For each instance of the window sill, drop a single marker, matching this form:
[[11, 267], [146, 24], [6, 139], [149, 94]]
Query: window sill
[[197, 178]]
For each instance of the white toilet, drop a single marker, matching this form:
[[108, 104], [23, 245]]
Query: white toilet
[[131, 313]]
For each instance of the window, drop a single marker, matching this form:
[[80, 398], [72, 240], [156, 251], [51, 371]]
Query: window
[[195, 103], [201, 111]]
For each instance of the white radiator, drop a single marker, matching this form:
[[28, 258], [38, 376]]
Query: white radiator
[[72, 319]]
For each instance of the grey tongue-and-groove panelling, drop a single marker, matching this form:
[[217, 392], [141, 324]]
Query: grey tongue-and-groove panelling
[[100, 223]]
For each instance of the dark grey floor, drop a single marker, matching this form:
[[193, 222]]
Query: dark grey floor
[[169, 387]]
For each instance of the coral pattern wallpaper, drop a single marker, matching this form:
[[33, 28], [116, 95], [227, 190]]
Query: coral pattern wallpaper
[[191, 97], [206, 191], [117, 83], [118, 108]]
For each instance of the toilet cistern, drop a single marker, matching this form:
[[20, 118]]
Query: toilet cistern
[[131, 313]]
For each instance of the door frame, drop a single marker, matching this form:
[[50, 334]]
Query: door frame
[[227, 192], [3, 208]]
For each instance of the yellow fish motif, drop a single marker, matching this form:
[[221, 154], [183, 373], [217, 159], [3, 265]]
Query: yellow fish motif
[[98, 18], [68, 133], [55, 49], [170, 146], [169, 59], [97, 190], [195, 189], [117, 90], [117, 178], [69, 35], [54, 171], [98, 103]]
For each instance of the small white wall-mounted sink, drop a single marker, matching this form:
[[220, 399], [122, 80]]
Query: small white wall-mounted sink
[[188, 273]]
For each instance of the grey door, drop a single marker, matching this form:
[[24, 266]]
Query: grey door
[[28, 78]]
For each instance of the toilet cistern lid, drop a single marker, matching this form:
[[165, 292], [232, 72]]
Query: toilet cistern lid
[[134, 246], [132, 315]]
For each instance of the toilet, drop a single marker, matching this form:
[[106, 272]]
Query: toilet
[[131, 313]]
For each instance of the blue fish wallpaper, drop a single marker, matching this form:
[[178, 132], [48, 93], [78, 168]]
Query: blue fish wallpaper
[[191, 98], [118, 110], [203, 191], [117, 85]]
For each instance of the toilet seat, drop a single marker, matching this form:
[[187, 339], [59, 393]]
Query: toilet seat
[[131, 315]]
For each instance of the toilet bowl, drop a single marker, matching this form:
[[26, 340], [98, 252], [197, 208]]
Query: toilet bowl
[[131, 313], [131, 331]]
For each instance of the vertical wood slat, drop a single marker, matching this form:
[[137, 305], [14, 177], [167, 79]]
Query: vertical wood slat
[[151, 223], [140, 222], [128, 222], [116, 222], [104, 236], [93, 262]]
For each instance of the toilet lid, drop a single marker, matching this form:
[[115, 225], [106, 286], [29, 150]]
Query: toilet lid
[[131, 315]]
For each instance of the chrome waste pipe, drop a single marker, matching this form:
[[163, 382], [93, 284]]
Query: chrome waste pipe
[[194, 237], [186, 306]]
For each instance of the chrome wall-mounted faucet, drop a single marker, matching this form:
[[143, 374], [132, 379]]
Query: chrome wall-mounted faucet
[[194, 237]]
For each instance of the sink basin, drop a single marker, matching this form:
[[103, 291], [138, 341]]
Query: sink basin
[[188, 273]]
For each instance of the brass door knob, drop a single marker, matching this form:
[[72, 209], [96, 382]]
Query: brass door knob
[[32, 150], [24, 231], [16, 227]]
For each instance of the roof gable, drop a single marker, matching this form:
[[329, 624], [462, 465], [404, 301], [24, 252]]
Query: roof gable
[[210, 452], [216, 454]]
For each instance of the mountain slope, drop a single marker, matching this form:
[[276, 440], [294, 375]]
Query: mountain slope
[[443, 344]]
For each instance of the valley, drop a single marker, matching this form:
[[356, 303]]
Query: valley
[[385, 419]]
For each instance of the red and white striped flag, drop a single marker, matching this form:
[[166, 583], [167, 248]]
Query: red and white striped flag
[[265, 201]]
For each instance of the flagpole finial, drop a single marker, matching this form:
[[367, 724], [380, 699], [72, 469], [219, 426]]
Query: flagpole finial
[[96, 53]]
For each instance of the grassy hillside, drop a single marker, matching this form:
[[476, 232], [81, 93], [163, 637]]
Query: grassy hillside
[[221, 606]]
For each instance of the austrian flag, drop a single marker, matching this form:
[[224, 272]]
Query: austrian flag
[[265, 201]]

Work order | Copy out the data shown above without altering anything.

Task answer |
For each instance of the window sill, drop a single marker, matching this form:
[[11, 267], [146, 24], [6, 139], [149, 94]]
Query: window sill
[[197, 178]]
For each instance of the white toilet, drop a single marker, matching this form:
[[108, 104], [23, 245]]
Query: white toilet
[[131, 313]]
For each instance of the window, drop a single marker, matching this form:
[[80, 398], [72, 240], [156, 251], [51, 371]]
Query: window
[[195, 103], [201, 111]]
For each instance of the white radiator, drop a single marker, matching this form:
[[28, 258], [38, 376]]
Query: white radiator
[[72, 319]]
For each instance of the grey tongue-and-groove panelling, drop a single marker, matching this form:
[[217, 392], [141, 324]]
Query: grey tongue-and-groove panelling
[[100, 223]]
For each instance of the dark grey floor, drop a single marker, matching this form:
[[193, 222]]
Query: dark grey floor
[[169, 387]]
For each instance of the coral pattern wallpaper, drop a single marker, matching this form:
[[33, 28], [116, 95], [227, 190]]
Query: coral pattern wallpaper
[[191, 97], [206, 191], [117, 83], [118, 108]]
For each instance of the toilet cistern, drop a single marker, matching this form:
[[20, 118]]
Query: toilet cistern
[[131, 313]]
For each instance of the door frame, drop a single marker, matching this form:
[[50, 334]]
Query: door frame
[[227, 192], [3, 208]]
For each instance of the yellow fish motif, drop a single marker, matching this form:
[[221, 154], [183, 373], [217, 159], [3, 265]]
Query: yellow fish motif
[[98, 18], [68, 133], [55, 49], [170, 146], [169, 59], [97, 190], [195, 189], [117, 90], [117, 178], [69, 35], [54, 171], [98, 103]]
For each instance of the small white wall-mounted sink, drop a single marker, matching this form:
[[220, 399], [122, 80]]
Query: small white wall-mounted sink
[[188, 273]]
For each instance of the grey door, drop a single marker, matching this form:
[[24, 266]]
Query: grey door
[[28, 78]]
For each instance of the toilet cistern lid, drop a single marker, matching this form:
[[165, 292], [232, 72]]
Query: toilet cistern lid
[[134, 246], [132, 315]]
For each instance of the toilet, drop a single marker, matching this form:
[[106, 272]]
Query: toilet
[[131, 313]]
For each instance of the blue fish wallpaper, drop a single marker, matching this form:
[[178, 132], [48, 93], [78, 168]]
Query: blue fish wallpaper
[[191, 98], [118, 110], [203, 191], [117, 85]]
For each instance of the toilet seat, drop a single marker, matching this form:
[[187, 339], [59, 393]]
Query: toilet seat
[[131, 315]]
For each instance of the toilet bowl, drop a single marker, matching this form:
[[26, 340], [98, 252], [197, 208]]
Query: toilet bowl
[[131, 313], [131, 331]]
For each instance of the vertical wood slat, drop a single marker, matching this form:
[[137, 305], [14, 177], [167, 79]]
Query: vertical wood slat
[[151, 223], [140, 222], [128, 222], [116, 222], [104, 236], [93, 262]]
For each instance of the toilet lid, drop a single marker, matching this form:
[[115, 225], [106, 286], [29, 150]]
Query: toilet lid
[[131, 315]]
For each instance of the chrome waste pipe, drop a single marker, matching this form:
[[163, 382], [93, 284]]
Query: chrome waste pipe
[[194, 237], [186, 306]]
For each instance of the chrome wall-mounted faucet, drop a single marker, matching this form:
[[143, 374], [132, 379]]
Query: chrome wall-mounted faucet
[[194, 237]]
For each instance of the sink basin, drop a single marker, matching this form:
[[103, 291], [138, 341]]
Query: sink basin
[[188, 273]]
For each instance of the brass door knob, drop a single marker, matching this form:
[[72, 209], [96, 382]]
Query: brass door knob
[[32, 150], [24, 231], [16, 227]]
For each instance of the roof gable, drop a single marker, matching this form:
[[329, 624], [462, 465], [404, 301], [24, 252]]
Query: roof gable
[[210, 452], [216, 454]]
For each instance of the mountain slope, drop a single marker, matching this form:
[[276, 440], [294, 375]]
Query: mountain slope
[[443, 344]]
For each instance of the valley, drop a single marker, matching this form:
[[356, 303]]
Query: valley
[[385, 419]]
For each instance of the red and white striped flag, drop a single marker, matching this form:
[[166, 583], [167, 248]]
Query: red and white striped flag
[[265, 201]]
For each instance of the flagpole finial, drop a single marker, matching this form:
[[367, 724], [380, 699], [72, 469], [219, 426]]
Query: flagpole finial
[[96, 53]]
For each instance of the grassy hillside, drop a single marker, matching this form:
[[476, 232], [81, 93], [163, 637]]
Query: grassy hillside
[[221, 606]]
For each instance of the austrian flag, drop a single marker, matching this form:
[[224, 272]]
Query: austrian flag
[[265, 201]]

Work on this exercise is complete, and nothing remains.